*WORK TO DO*: Omit the pictures and output every entry below exactly as written.

*GIVEN DATA*:
════════════════

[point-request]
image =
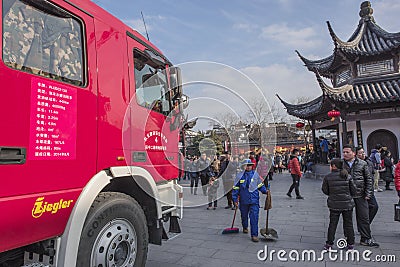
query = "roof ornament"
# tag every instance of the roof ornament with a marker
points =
(366, 10)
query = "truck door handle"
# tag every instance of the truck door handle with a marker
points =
(12, 155)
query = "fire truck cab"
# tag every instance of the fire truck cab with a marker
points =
(90, 119)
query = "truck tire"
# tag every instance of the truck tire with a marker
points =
(114, 234)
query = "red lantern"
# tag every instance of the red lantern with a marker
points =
(300, 125)
(333, 114)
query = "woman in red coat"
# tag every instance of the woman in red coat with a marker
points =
(295, 171)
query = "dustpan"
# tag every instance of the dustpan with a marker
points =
(268, 233)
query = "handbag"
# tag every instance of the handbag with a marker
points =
(397, 212)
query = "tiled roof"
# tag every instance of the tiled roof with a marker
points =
(314, 108)
(367, 40)
(367, 92)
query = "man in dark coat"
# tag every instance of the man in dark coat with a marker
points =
(339, 186)
(358, 169)
(372, 203)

════════════════

*WORKED ANSWER*:
[point-request]
image =
query = "roof ornament"
# tag every instance of the roof ornament with a marker
points =
(366, 10)
query = "truck door handle"
# tag every instance of the truck door handle with a marker
points =
(12, 155)
query = "fire truck cab"
# tag every instance of the fire truck cab with a marker
points =
(90, 119)
query = "truck tire"
# tag every instance of the truck tire with a marker
points =
(114, 234)
query = "red lantern"
# tag every instance of the red lantern with a marker
points =
(300, 125)
(333, 114)
query = "woman in red coat"
# tag every instance of the woman in red coat with a marker
points =
(295, 171)
query = "dustpan"
# tag every instance of the dustpan with a marker
points =
(268, 233)
query = "handbag"
# tag every instance of the handbag with a marker
points =
(397, 212)
query = "tiled roof"
# tag every instance of the tiled roof with a marker
points =
(314, 108)
(367, 40)
(367, 92)
query = "man in dark coat"
# tag every instance of the man in dark coat with a marker
points =
(339, 186)
(358, 169)
(372, 203)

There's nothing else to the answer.